Segment Start: Entries supplied

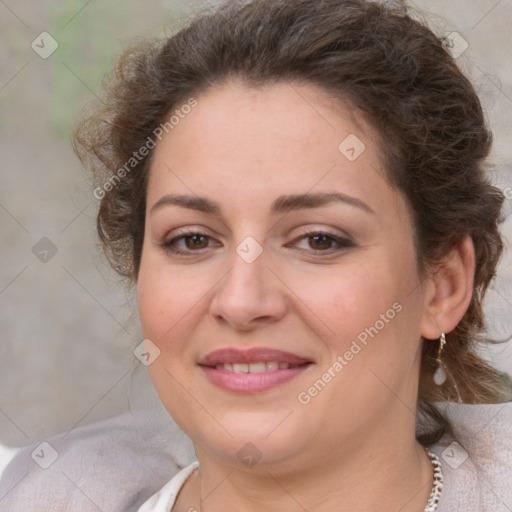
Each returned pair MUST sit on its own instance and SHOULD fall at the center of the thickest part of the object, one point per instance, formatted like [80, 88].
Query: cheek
[167, 296]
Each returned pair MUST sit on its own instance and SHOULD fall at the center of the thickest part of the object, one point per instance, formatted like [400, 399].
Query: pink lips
[252, 355]
[250, 383]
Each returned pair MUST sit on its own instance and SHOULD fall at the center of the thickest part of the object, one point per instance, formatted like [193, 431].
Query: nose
[249, 296]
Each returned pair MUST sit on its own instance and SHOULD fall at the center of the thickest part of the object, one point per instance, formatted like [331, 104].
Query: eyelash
[343, 243]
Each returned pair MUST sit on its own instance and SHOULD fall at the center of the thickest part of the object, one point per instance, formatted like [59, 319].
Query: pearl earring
[440, 373]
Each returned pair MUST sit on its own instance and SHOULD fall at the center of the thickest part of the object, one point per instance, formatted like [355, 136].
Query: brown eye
[188, 243]
[196, 242]
[320, 242]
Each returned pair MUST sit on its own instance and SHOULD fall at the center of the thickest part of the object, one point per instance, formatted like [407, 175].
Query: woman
[298, 190]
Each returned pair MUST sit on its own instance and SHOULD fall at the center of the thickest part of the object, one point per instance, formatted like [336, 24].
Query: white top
[164, 499]
[479, 480]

Segment End: Entries supplied

> [What to do] Set down all the material exactly once more. No pictures.

> [Problem solution]
Each returned pair MUST sit on its own instance and SHOULD fall at the center of the thickest part of the object, one point per instance, formatted like [80, 88].
Query: cheek
[167, 296]
Each returned pair MUST sit on its own instance and SHOULD fall at the center of the thickest part of the object, one point per instance, formatted like [400, 399].
Query: pink lips
[252, 355]
[250, 383]
Each returned pair MUST sit on its own instance and SHOULD fall at the center of the thickest part of the object, one point per instance, formatted like [193, 431].
Query: nose
[249, 296]
Each returned pair MUST sit on its own instance and SHOULD fall at the center of the thickest part of the object, one point per instance, formatted like [331, 104].
Query: eyelash
[343, 243]
Each returned pair MUST sit on its own instance and SHOULD fall at the center of the thickest part of the object, one point per instance, formatted like [59, 319].
Query: pearl earring
[440, 373]
Each returned pair MUST sit on its own instance and SHOULD fall at the center of the thickest part of the object, one point per instance, formatted like [355, 136].
Query: brown eye
[188, 243]
[196, 242]
[320, 242]
Each returned pair MUST sit on its own instance and SHOULD fall at the center of the thickest part of the object, one point per instance, formatted like [407, 175].
Query: woman
[298, 190]
Each returned pair MUST sit on its own instance and SHOULD fall at the center of the thickest part of the object, one point per instance, formatted like [336, 24].
Query: white top
[164, 499]
[479, 480]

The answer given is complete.